Aim of the exercise
Could you write out all of the items below again, requests included, with every answer coordinate scaled by 1.5 and rounded to a whole number (halves round up)? Leave the pictures out.

Items from a pointing dataset
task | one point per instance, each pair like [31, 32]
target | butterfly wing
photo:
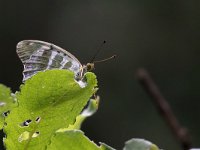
[39, 56]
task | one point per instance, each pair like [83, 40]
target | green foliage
[7, 102]
[139, 144]
[71, 140]
[48, 114]
[47, 102]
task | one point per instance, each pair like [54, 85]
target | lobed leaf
[48, 101]
[7, 102]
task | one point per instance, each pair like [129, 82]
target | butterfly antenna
[114, 56]
[97, 52]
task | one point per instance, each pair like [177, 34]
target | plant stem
[164, 108]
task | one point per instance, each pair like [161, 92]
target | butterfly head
[83, 70]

Written solution
task | one point per instance, each pair like [31, 32]
target | butterfly wing
photo:
[59, 84]
task | one point per instance, each pair like [83, 40]
target | green foliage
[11, 153]
[209, 216]
[107, 210]
[72, 171]
[71, 153]
task | one point per instance, each pair like [54, 85]
target | lobed leaf
[72, 152]
[11, 153]
task | one point per instance, each pair like [129, 82]
target | butterfly antenna
[171, 84]
[146, 78]
task | one point per instance, each pair like [177, 34]
target | plant stem
[246, 162]
task | one point per instance, each pair like [161, 92]
target | butterfly head
[125, 105]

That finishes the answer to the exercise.